> Problem to solve:
Reproduce each of the records below verbatim, line by line, with no changes.

> Supplied data:
* * * * * * *

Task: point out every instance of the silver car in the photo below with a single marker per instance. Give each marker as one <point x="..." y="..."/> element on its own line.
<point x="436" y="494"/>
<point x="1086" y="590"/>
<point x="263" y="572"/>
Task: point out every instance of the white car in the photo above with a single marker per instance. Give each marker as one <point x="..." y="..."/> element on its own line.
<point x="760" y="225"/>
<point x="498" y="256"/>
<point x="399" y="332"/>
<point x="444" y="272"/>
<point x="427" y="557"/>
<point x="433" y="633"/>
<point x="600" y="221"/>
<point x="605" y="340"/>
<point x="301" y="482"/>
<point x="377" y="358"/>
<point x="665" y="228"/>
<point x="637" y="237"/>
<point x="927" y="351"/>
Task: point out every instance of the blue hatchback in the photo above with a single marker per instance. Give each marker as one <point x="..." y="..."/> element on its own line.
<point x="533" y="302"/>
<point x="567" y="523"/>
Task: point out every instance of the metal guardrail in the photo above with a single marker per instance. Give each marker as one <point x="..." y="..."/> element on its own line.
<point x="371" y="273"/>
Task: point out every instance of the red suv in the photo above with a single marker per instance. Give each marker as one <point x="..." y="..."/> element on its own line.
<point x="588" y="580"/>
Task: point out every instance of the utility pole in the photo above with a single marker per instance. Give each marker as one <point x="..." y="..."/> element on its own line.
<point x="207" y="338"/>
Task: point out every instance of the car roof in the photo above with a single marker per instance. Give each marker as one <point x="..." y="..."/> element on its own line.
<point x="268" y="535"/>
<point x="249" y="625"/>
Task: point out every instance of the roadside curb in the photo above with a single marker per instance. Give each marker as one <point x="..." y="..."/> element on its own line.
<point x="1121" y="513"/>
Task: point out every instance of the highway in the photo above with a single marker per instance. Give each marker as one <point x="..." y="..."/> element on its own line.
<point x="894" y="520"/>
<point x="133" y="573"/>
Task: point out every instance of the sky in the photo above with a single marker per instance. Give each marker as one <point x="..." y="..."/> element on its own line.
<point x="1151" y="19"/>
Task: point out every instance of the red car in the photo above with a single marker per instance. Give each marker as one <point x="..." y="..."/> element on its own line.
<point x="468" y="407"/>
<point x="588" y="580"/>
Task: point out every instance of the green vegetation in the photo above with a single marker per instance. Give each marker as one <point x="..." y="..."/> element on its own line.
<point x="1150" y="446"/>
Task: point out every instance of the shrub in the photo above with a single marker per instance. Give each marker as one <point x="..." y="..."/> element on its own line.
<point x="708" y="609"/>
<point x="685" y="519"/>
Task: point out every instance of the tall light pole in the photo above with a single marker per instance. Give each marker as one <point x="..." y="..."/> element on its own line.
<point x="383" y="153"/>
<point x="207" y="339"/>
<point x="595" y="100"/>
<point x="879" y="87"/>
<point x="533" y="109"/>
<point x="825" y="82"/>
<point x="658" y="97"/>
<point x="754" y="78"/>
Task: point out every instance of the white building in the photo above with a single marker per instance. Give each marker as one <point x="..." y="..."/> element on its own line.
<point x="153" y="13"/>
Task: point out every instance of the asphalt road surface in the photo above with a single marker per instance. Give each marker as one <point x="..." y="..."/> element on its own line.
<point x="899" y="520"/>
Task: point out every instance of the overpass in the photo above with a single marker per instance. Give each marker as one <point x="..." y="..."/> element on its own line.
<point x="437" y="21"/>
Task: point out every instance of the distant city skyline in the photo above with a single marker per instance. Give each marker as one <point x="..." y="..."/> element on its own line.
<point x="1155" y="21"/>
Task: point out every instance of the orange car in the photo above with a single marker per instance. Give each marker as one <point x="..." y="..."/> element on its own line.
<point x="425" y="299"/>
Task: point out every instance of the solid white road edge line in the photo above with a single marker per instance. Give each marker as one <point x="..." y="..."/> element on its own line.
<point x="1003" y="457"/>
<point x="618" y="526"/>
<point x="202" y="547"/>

* * * * * * *

> Task solution:
Task: point out every instance of the silver car in the photo below with a single marker per instance. Give each marker as one <point x="..." y="..."/> element on its own line.
<point x="436" y="494"/>
<point x="1086" y="590"/>
<point x="263" y="572"/>
Task: point out every instance of the white car in the photo above with a single marker per instance. Give each marker as one <point x="..." y="..."/> element on its own line.
<point x="760" y="225"/>
<point x="498" y="256"/>
<point x="399" y="332"/>
<point x="444" y="272"/>
<point x="427" y="557"/>
<point x="433" y="633"/>
<point x="600" y="221"/>
<point x="605" y="340"/>
<point x="301" y="482"/>
<point x="377" y="358"/>
<point x="665" y="228"/>
<point x="637" y="237"/>
<point x="927" y="351"/>
Task: point out every instance of the blue hatchback in the photo above with a single marker per instance. Give each marker as one <point x="..." y="..."/> element on its own line.
<point x="533" y="302"/>
<point x="567" y="523"/>
Task: point out every instance of the metal guardrail in the photo above with a single marker per instance. Give each marker as one <point x="..." y="..."/> element on its own line.
<point x="371" y="273"/>
Task: point out every instance of the red suv in the photo above with a single marker per instance. Give each marker as one <point x="..." y="..."/> element on its own line.
<point x="588" y="580"/>
Task: point out every instance of the utility pole in the photo above with a single marker per instance. Give each marker as one <point x="..." y="..."/> element on its own line.
<point x="207" y="338"/>
Task: point out every instance of the car roof in the photo above with a single marker per instance. Give each marker as one <point x="..." y="..."/> element on its own line.
<point x="268" y="535"/>
<point x="249" y="625"/>
Task: point out every instance of the roadside curb in the photo above with a single marker per instance. Give each marker as one <point x="..." y="..."/> element on its own line.
<point x="1121" y="513"/>
Task: point out every instance of the highway in the photo above with a single marker per instance. Give each marker as one <point x="..." y="..."/> element on its own line.
<point x="894" y="520"/>
<point x="133" y="573"/>
Task: point out every instance of the sky in the photo above with a single marker per instance. Give each marker as one <point x="..." y="..."/> element on its own line.
<point x="1151" y="19"/>
Task: point out every instance of the red car in the photo above with a single marker per instance. Give each marker as one <point x="..." y="..."/> element on its own line.
<point x="468" y="407"/>
<point x="588" y="580"/>
Task: point out every instance of the green vegetation in the photo above with a single marker per instance. Give each marker as one <point x="..." y="..."/> element on its own line.
<point x="1150" y="446"/>
Task: point out every instance of the shrub in the photo above with a single marker per instance. Give each marker as one <point x="..." y="..."/> element on its own line.
<point x="708" y="609"/>
<point x="685" y="519"/>
Task: point out every instance of the tall light pole in the photo above with a single marker per instance. Give each marker as one <point x="..." y="..."/> element on its own line.
<point x="383" y="153"/>
<point x="207" y="339"/>
<point x="595" y="100"/>
<point x="879" y="87"/>
<point x="533" y="109"/>
<point x="825" y="82"/>
<point x="658" y="97"/>
<point x="754" y="78"/>
Task: point out every instance of the white building in the photo above with a single marker per instance. Give each marker as one <point x="..." y="..."/> element on its own line.
<point x="153" y="13"/>
Task: point out every instance of the asphalt road surface in the photo above with a single marker per instance. Give each marker as one <point x="..." y="..."/> element on its own line.
<point x="899" y="520"/>
Task: point out every instance of the overpass in the photo above with a single marker per instance. Give each marker as one <point x="..." y="..."/> element on its own line.
<point x="437" y="21"/>
Task: point out every instance of the distant city skyline in the photo above with a single marker per instance. Give each marker as one <point x="..." y="..."/> element on its own line.
<point x="1155" y="21"/>
Task: point out every instance of the orange car in the photo above with a single marker per instance. Give each marker as one <point x="..." y="..."/> element on its own line.
<point x="425" y="299"/>
Task: point out every instance of the solid white road edge line in the photo above with a single marker per instance. Give each marker as one <point x="..." y="..."/> element on its own line.
<point x="1003" y="457"/>
<point x="618" y="526"/>
<point x="202" y="547"/>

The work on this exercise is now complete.